When using tools like Claude Code, have you noticed how important it is to keep the context window clean of irrelevant data and focused on a specific task? Empirically, you quickly learn that proper context management not only improves performance, it also lowers latency and saves on tokens.

But why? Have you ever wondered why that is?

In this post I will kick off a series of posts where I will explain how LLMs generate text and why this limitation is inherent to them. I am writing this because I am a big fan of learning from first principles, and I have the hope that it will help build your intuition.

What are transformers?

To understand how LLMs generate text, you need to understand the transformer architecture, as it is the underlying architecture used in most LLMs. It’s a type of neural network designed to work with sequences, predicting what comes next by considering what came before.

As a heads up, in this post series I will focus on the specific transformer variant used in “GPT-2 style” models, which specialize in next-token prediction (I will explain what a token is in the next section). While modern LLMs have evolved beyond this original architecture, its core building blocks still power them today.

Transformers are autoregressive, meaning they generate output one token at a time, feeding each prediction back into the input to generate the next one. This loop continues until the model produces a stop token or reaches a configured maximum length.

Let’s explore the main conceptual blocks in a transformer.

The Anatomy of a transformer

Let’s start by understanding what the actual input is to transformers. While you do send text (or images, audio, etc) to LLM’s APIs, in reality the actual input to LLMs is converted into an array of integers, which LLMs then convert into floating-point vectors and process them through matrix operations, finally outputting a probability distribution over their vocabulary. So there is no text at any point.

At a conceptual level, a transformer is composed of the following blocks:

1) Tokenization 2) Embedding 3) Transformer layers 4) Unembedding 5) Sampling

Or, if you prefer an animation:

Let’s walk through each one. In this post, I will focus on tokenization, and the remaining blocks will be covered in subsequent posts.

Tokenization

Since transformers don’t work with text, there needs to be a way to convert the input text into a numerical representation. This is done by splitting the text into smaller chunks called tokens, and then mapping each token to its corresponding numerical token ID following a vocabulary.

Tokens can be common words, word fragments, punctuation, emojis, or special tokens like end-of-sequence, or tool-use markers. For example, “transformers” might become ["trans", "form", "ers"]. Usually, different model providers or labs have different tokenizers, and different generations of models may have different tokenizers as well.

The result of tokenization is an array of integers, where each integer is an index into the vocabulary:

"The cat sat on the mat" -> [464, 3797, 3332, 319, 262, 15488]

When processing multiple sequences at once (batching), this becomes a 2D tensor of shape (batch_size, sequence_length).

Vocabulary

A vocabulary is the complete set of tokens a model can recognize and produce. A model cannot process a token outside its vocabulary (though it can disassemble an unknown word into known tokens for its input and do the opposite for its output).

Stored data entries:
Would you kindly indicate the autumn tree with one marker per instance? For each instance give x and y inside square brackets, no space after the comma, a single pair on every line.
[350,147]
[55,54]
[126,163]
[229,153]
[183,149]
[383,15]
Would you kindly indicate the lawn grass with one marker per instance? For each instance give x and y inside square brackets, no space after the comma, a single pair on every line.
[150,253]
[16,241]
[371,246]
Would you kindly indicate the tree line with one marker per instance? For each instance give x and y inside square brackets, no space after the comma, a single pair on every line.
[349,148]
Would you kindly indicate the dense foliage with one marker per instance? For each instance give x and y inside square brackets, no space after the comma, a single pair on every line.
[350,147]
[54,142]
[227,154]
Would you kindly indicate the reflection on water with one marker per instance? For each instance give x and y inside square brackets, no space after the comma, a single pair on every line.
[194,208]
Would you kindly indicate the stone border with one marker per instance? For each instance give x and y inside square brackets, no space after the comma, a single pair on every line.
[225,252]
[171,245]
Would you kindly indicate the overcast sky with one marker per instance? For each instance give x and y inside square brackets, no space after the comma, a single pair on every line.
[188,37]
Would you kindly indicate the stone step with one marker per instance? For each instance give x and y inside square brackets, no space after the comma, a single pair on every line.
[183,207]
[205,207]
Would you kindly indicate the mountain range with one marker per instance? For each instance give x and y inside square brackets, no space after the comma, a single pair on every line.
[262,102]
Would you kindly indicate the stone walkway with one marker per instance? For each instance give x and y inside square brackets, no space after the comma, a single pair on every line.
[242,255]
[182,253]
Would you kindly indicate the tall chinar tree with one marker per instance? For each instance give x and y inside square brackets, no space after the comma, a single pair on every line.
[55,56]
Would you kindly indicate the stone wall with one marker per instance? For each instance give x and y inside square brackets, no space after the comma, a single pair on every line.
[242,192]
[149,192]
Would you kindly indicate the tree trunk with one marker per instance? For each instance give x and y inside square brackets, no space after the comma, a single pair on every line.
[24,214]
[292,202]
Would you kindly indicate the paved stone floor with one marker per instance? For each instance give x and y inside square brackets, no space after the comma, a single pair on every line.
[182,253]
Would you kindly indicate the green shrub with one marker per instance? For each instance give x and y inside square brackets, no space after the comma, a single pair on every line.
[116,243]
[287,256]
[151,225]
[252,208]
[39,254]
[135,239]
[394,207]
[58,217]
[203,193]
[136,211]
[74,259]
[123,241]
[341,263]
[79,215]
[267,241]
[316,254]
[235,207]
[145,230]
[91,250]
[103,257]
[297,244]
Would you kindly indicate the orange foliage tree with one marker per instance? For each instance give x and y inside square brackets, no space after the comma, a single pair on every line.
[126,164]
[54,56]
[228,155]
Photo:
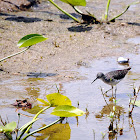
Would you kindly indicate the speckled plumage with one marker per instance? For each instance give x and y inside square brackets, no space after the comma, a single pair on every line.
[113,77]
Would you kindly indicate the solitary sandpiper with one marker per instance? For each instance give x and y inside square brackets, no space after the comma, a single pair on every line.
[112,78]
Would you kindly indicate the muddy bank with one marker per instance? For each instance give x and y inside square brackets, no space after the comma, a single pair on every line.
[16,5]
[69,44]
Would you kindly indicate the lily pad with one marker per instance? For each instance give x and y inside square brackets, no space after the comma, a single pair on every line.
[57,99]
[43,101]
[8,127]
[67,111]
[30,40]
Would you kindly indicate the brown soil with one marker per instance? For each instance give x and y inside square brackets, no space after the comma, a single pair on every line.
[69,44]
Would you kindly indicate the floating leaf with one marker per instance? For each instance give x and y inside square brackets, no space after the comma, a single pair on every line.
[57,99]
[137,103]
[43,101]
[67,111]
[9,127]
[75,2]
[30,40]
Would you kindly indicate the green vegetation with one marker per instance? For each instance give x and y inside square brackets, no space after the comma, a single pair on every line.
[63,108]
[27,41]
[89,18]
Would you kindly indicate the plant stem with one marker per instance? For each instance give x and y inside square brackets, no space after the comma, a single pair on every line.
[137,2]
[37,116]
[14,54]
[77,10]
[120,14]
[64,11]
[107,9]
[41,128]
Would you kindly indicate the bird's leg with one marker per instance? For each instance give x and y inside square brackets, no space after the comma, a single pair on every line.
[112,90]
[107,92]
[115,91]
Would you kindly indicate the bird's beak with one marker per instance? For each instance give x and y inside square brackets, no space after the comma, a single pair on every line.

# [EXPLORE THE MATERIAL]
A. List the conceptual blocks that the post on transformers says a transformer is composed of.
B. Answer these questions using the post on transformers:
(i) What two events end the loop in which a transformer generates output one token at a time?
(ii) Into what chunks might the word "transformers" be split during tokenization?
(iii) What is the shape of the 2D tensor produced when multiple sequences are processed at once?
C. Transcribe the part of the post on transformers that opens with the words containing "The result of" and closes with "shape (batch_size, sequence_length).".

# [OUTPUTS IN ORDER]
A.
1) Tokenization
2) Embedding
3) Transformer layers
4) Unembedding
5) Sampling

B.
(i) The model produces a stop token or reaches a configured maximum length.
(ii) ["trans", "form", "ers"]
(iii) (batch_size, sequence_length)

C.
The result of tokenization is an array of integers, where each integer is an index into the vocabulary:

"The cat sat on the mat" -> [464, 3797, 3332, 319, 262, 15488]

When processing multiple sequences at once (batching), this becomes a 2D tensor of shape (batch_size, sequence_length).